Work order 1 => According to the cotton crop article, what kind of September is needed for the surviving cotton crops to make it?
Work order 2 => Summarize the cotton crop article in two sentences.

Excerpted text =>
_____

Serving Clovis, Portales and the Surrounding Communities

Weather hasn’t been friend to this year’s cotton crop

Monti Vandiver, integrated pest management extension agent for Parmer and Bailey counties, holds a cotton plant damaged by the weather Tuesday in a field north of Farwell.

FARWELL — After a month of devastating winds, rain, hail and blowing sand, area cotton farmers are now hoping for just a little sunny weather.

Much of the cotton crop has suffered severe damage, said Monti Vandiver, integrated pest management extension agent for Parmer and Bailey counties. He said three-quarters of the 80,000 acres of cotton planted in Parmer County won’t make it to harvest.

“Of that 80,000, we’ll be lucky to have 15,000 to 20,000 acres left when it’s done,” he said. “And of the surviving acres, the yield potential has been reduced because of the damage or injury to the plants. We need an above-average warm September for those crops to make.”

He said the numbers in Bailey County are even worse.

“I would think that Curry and Roosevelt counties will fall close to those figures as well,” he said. “Eastern New Mexico’s crops are in the same condition as ours. The state line didn’t stop the weather. There’s still some decent patches of cotton, but they’re few and far between.”

The weather, generally considered the farmer’s friend, became his enemy last month, Vandiver said.

_____

Record set =>
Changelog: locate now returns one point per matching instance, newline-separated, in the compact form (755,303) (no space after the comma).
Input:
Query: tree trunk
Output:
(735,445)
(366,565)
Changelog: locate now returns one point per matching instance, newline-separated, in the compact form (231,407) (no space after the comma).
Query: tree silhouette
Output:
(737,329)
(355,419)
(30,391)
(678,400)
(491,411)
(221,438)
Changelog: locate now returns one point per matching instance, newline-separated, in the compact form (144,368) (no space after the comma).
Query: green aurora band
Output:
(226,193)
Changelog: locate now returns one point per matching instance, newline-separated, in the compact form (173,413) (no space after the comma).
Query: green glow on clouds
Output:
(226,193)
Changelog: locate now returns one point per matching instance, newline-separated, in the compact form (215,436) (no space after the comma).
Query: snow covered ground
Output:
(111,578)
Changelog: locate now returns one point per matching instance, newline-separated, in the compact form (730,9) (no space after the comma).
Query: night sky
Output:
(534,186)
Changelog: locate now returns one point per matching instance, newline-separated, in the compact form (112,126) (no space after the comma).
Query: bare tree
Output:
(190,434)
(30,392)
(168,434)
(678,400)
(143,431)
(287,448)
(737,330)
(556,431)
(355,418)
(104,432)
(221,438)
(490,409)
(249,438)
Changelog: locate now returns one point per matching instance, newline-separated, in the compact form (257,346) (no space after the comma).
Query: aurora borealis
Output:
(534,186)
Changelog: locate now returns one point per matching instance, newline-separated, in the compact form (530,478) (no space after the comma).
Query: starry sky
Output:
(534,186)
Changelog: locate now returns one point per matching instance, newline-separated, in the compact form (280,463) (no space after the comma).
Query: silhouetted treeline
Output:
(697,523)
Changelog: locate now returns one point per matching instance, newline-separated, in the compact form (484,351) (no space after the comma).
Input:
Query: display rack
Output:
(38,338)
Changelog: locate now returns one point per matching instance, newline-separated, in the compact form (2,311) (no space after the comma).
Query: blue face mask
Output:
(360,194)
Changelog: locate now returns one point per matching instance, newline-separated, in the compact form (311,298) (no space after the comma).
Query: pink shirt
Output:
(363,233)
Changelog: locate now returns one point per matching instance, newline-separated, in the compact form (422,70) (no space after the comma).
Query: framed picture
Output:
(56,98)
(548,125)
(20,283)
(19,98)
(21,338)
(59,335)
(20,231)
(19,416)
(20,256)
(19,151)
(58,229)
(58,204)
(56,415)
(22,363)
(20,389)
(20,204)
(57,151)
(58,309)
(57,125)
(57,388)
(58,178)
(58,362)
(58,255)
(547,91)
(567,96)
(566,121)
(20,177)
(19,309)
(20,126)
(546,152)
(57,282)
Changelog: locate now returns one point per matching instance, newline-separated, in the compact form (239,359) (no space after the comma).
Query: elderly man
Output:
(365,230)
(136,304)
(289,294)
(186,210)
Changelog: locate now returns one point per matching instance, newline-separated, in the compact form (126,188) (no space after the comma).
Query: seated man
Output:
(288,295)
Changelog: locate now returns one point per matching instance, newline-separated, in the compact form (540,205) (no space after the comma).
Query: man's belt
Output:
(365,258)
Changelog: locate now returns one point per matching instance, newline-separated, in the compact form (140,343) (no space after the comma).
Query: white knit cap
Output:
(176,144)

_____

Answer 1 => An above-average warm September.

Answer 2 => After a month of winds, rain, hail and blowing sand, much of the area's cotton crop has suffered severe damage, and Monti Vandiver, integrated pest management extension agent for Parmer and Bailey counties, said three-quarters of the 80,000 acres of cotton planted in Parmer County won't make it to harvest. He said the figures in Bailey County are even worse, that Curry and Roosevelt counties will likely come close to them, and that the surviving acres need an above-average warm September.